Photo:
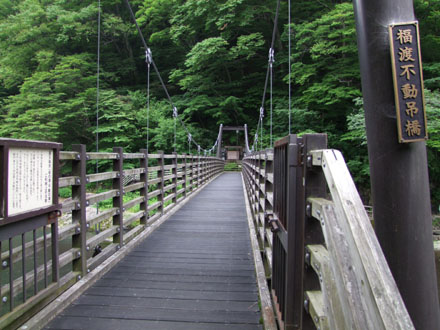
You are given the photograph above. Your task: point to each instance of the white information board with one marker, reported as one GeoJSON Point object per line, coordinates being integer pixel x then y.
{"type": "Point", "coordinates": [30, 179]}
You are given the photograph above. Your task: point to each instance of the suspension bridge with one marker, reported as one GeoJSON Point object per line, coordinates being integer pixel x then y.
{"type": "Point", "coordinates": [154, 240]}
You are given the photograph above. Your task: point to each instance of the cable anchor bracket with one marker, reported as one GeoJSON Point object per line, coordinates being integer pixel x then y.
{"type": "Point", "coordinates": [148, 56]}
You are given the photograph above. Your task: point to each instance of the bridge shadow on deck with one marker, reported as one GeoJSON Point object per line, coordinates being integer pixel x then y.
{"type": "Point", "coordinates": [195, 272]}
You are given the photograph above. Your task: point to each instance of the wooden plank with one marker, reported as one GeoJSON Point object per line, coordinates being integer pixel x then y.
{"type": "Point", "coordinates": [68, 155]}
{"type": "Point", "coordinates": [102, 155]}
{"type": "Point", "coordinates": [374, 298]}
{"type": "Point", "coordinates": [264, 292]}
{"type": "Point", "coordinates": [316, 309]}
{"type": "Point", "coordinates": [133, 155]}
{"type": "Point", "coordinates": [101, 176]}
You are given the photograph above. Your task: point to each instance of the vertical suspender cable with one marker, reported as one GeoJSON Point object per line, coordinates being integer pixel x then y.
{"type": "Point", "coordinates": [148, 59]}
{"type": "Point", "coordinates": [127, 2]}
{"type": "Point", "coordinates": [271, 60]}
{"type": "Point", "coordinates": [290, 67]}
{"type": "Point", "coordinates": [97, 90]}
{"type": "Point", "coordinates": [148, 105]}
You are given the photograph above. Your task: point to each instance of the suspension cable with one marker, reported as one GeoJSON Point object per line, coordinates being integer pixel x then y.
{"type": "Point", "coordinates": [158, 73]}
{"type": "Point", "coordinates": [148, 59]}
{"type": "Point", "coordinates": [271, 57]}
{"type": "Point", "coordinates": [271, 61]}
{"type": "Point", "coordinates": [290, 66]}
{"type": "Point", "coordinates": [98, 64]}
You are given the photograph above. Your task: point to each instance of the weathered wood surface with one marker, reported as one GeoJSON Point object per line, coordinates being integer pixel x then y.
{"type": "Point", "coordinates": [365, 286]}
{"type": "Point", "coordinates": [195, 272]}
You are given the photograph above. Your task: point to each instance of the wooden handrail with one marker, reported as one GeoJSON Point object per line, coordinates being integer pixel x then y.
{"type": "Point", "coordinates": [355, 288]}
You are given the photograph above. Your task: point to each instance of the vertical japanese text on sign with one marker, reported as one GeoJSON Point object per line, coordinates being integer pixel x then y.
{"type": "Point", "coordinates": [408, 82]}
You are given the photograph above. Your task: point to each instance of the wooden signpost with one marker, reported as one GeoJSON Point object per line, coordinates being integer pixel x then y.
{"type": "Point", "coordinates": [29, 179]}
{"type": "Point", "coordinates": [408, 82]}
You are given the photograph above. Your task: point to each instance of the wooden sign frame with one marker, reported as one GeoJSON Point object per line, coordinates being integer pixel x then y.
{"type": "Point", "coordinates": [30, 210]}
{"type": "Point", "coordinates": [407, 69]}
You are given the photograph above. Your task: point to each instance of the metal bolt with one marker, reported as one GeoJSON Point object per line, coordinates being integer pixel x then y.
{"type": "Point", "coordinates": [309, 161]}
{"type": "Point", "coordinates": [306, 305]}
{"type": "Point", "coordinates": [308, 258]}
= = = =
> Task: Please output every line of the records above as a numbered list, skipping blank lines and leaving out the pictures.

> Final answer:
1. Photo:
2. You are given the photograph above. Your task: point to each instance of the white information board with one marker, reported as one GeoJSON Point object per line, coordinates being integer pixel x then y.
3. {"type": "Point", "coordinates": [30, 179]}
4. You are given the photograph above. Your task: point to each instance of the suspension bridge with one marker, reported as one GeoJSON Point object per line, coordinates being integer pixel x then y.
5. {"type": "Point", "coordinates": [154, 240]}
6. You are given the photograph above. Your task: point to each instance of the cable anchor bracket with one marker, reported as one GeoJSON Point object per line, coordinates being integer pixel x then y.
7. {"type": "Point", "coordinates": [148, 56]}
8. You are given the photograph above. Your task: point to each instance of the bridge shadow on deck with one marker, reported as one GeoJSON Point object per line, coordinates being integer pixel x then y.
9. {"type": "Point", "coordinates": [195, 272]}
10. You are given the photograph above. Your task: point to each instance of the wooden plank with one marker, reported as one GeoJSON Point object per line, coordinates being integer pixel x then y.
11. {"type": "Point", "coordinates": [68, 155]}
12. {"type": "Point", "coordinates": [102, 155]}
13. {"type": "Point", "coordinates": [374, 298]}
14. {"type": "Point", "coordinates": [264, 292]}
15. {"type": "Point", "coordinates": [316, 309]}
16. {"type": "Point", "coordinates": [133, 155]}
17. {"type": "Point", "coordinates": [101, 176]}
18. You are given the photograph above. Your task: point to each instance of the vertical suspender cable with one marker, reported as one GeoJSON Point object per line, coordinates being integer pixel x then y.
19. {"type": "Point", "coordinates": [148, 59]}
20. {"type": "Point", "coordinates": [127, 2]}
21. {"type": "Point", "coordinates": [271, 60]}
22. {"type": "Point", "coordinates": [290, 67]}
23. {"type": "Point", "coordinates": [97, 90]}
24. {"type": "Point", "coordinates": [148, 105]}
25. You are given the photograph above. Your task: point to each instance of the suspension cable with one marker, reported as one GeoJSON Point object per line, coordinates being integer pixel x then y.
26. {"type": "Point", "coordinates": [158, 73]}
27. {"type": "Point", "coordinates": [148, 59]}
28. {"type": "Point", "coordinates": [271, 57]}
29. {"type": "Point", "coordinates": [271, 61]}
30. {"type": "Point", "coordinates": [290, 66]}
31. {"type": "Point", "coordinates": [98, 64]}
32. You are given the photograph above. Your task: point to each instance of the weathered wood surface with one marker, reported as one GeoJSON Point object per line, coordinates being integer pixel x then y.
33. {"type": "Point", "coordinates": [365, 286]}
34. {"type": "Point", "coordinates": [195, 272]}
35. You are given the photograph above. Your task: point to each instance of the wooden handrail with one marker, reported as one GeoJSON Point object per line, coordinates being integer pixel x then y.
36. {"type": "Point", "coordinates": [355, 288]}
37. You are given the photograph above. Your task: point to each instance of the vertical japanese text on sign with one marker, reported as one GeoJSON Point object per line, coordinates being integer pixel x then y.
38. {"type": "Point", "coordinates": [408, 82]}
39. You are given the photograph above. Your task: point to each instance of the wooden signpost with one marker, reported as one GeoJSON Point object per line, coordinates being integer pixel x then y.
40. {"type": "Point", "coordinates": [29, 179]}
41. {"type": "Point", "coordinates": [408, 82]}
42. You are given the photograph above. Your task: point to each instance of the wooden sign frame with one marker, reported as one GeoJSON Point object per line, coordinates being integer pixel x then y.
43. {"type": "Point", "coordinates": [30, 210]}
44. {"type": "Point", "coordinates": [407, 69]}
45. You are given the photograph above. Your task: point to each instance of the metal bolt with one marker, reported as one GeoJSON Point object per line, coordinates being integer pixel x then y.
46. {"type": "Point", "coordinates": [309, 161]}
47. {"type": "Point", "coordinates": [306, 305]}
48. {"type": "Point", "coordinates": [308, 258]}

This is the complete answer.